(What you should do): Please give the entries below as a JSON list of strings, one string per line, leaving out any blank lines.

-- Start of Data to process --

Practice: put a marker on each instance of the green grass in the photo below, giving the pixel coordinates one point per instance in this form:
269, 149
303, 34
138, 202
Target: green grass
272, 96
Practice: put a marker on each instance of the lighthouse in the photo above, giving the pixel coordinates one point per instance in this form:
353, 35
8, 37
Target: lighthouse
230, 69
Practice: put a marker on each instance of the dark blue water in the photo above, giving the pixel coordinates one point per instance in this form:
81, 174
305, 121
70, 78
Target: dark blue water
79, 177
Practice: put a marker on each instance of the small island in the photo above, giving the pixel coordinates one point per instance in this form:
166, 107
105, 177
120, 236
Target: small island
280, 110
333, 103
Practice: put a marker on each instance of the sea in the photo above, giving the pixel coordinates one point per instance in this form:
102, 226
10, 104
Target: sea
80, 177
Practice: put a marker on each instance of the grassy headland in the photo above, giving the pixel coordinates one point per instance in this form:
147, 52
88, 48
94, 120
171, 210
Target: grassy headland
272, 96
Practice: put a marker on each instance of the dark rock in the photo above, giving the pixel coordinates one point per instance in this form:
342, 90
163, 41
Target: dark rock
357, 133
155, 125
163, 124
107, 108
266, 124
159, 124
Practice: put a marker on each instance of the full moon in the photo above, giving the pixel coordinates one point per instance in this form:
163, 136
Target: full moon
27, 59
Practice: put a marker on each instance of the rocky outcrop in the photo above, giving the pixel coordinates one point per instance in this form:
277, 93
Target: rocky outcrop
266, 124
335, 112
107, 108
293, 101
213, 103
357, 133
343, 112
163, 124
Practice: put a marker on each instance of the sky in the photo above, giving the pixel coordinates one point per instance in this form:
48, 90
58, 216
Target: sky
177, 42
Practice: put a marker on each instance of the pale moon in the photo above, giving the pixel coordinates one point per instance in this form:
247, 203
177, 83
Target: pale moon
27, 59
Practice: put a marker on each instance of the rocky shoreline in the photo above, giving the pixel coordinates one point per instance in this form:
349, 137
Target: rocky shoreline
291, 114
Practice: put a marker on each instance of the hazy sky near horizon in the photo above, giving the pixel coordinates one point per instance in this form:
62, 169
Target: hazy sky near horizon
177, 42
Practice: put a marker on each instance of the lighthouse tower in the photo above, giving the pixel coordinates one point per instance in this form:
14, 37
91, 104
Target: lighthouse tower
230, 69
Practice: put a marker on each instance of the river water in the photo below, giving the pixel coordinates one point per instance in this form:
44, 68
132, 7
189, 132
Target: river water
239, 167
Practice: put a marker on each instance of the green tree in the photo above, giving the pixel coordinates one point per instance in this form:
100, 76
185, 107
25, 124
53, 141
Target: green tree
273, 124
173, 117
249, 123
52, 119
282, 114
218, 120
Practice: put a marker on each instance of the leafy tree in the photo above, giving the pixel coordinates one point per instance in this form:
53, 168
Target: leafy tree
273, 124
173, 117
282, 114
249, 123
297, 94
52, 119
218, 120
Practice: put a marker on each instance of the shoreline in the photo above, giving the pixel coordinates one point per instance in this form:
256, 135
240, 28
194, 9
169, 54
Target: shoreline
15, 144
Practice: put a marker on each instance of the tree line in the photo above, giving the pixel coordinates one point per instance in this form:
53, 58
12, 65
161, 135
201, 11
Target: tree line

-- End of Data to process --

(Task solution):
[
  "Practice: put a marker on each instance of the green grass in the photo below, giving the pixel coordinates one point per instance in this form:",
  "269, 149",
  "303, 34",
  "138, 202",
  "Target: green grass",
  "272, 96",
  "Practice: put a marker on each instance of the lighthouse in the photo above, giving the pixel coordinates one point per instance in this form:",
  "353, 35",
  "8, 37",
  "Target: lighthouse",
  "230, 69",
  "Practice: put a marker on each instance of the dark blue water in the photo above, giving the pixel coordinates one point per instance in this form:",
  "81, 174",
  "305, 121",
  "70, 78",
  "Target: dark blue water",
  "79, 177",
  "Practice: put a marker on each instance of the small island in the photo above, giving the pixel coordinates one point per instance in this form:",
  "166, 107",
  "105, 177",
  "120, 236",
  "Target: small island",
  "280, 110",
  "333, 103",
  "Practice: put a marker on each instance of the sea in the photo above, giving the pixel coordinates one point per instance in this form:",
  "102, 226",
  "10, 104",
  "Target: sea",
  "80, 177",
  "Practice: put a marker on each instance of the grassy headland in the photo above, giving the pixel coordinates one point per instance in this form:",
  "147, 52",
  "88, 48",
  "94, 120",
  "171, 210",
  "Target: grassy headland",
  "272, 96",
  "Practice: put a marker on each instance of the dark rock in the photo above, giving the pixel coordinates one point per instance in this form:",
  "342, 90",
  "163, 41",
  "Target: dark rock",
  "357, 133",
  "155, 125",
  "163, 124",
  "107, 108",
  "266, 124",
  "159, 124",
  "Practice: put a marker on each instance of the full moon in the photo above, giving the pixel coordinates one point per instance in this form:",
  "163, 136",
  "Target: full moon",
  "27, 59",
  "Practice: put a marker on each instance of the rocky outcrop in the photo above, giving the pixel coordinates one point per instance in this form:",
  "277, 93",
  "Target: rocky outcrop",
  "266, 124",
  "335, 112",
  "107, 108",
  "293, 101",
  "213, 103",
  "357, 133",
  "343, 112",
  "163, 124",
  "Practice: put a marker on each instance of the sky in the photo above, giving the pixel coordinates one point per instance in this form:",
  "48, 90",
  "58, 216",
  "Target: sky",
  "177, 42",
  "Practice: put a marker on each instance of the pale moon in the photo above, giving the pixel coordinates one point per instance in this form:",
  "247, 203",
  "177, 83",
  "Target: pale moon",
  "27, 59",
  "Practice: put a marker on each instance of the rocky shoreline in the photo above, giving the pixel coordinates one point per instance in this form:",
  "349, 137",
  "Target: rocky shoreline",
  "291, 114",
  "Practice: put a marker on each instance of the hazy sky near horizon in the photo above, giving the pixel coordinates one point per instance in this form:",
  "62, 169",
  "Target: hazy sky near horizon",
  "177, 42",
  "Practice: put a marker on each instance of the lighthouse tower in the photo above, giving the pixel coordinates one point per instance in this form:",
  "14, 37",
  "91, 104",
  "Target: lighthouse tower",
  "230, 69",
  "Practice: put a marker on each instance of the river water in the photo below, giving the pixel coordinates one point per instance in this form:",
  "44, 68",
  "132, 7",
  "189, 132",
  "Target: river water",
  "239, 167",
  "Practice: put a marker on each instance of the green tree in the photo above, giving the pixel coordinates one point per instance in this form:",
  "100, 76",
  "185, 107",
  "25, 124",
  "53, 141",
  "Target: green tree",
  "273, 124",
  "173, 117",
  "249, 123",
  "52, 119",
  "282, 114",
  "218, 120",
  "Practice: put a marker on each instance of the leafy tree in the photo above, giving the pixel coordinates one point per instance in this form:",
  "53, 168",
  "Target: leafy tree",
  "273, 124",
  "173, 117",
  "282, 114",
  "249, 123",
  "297, 94",
  "52, 119",
  "218, 120",
  "Practice: put a marker on each instance of the shoreline in the photo above, giving the pixel coordinates one point per instance in this form:",
  "256, 135",
  "240, 28",
  "194, 9",
  "169, 54",
  "Target: shoreline",
  "15, 144",
  "Practice: put a marker on each instance of the tree line in the photo above, giving the pixel coordinates one point per instance in this form:",
  "53, 58",
  "12, 65",
  "161, 135",
  "201, 11",
  "Target: tree line"
]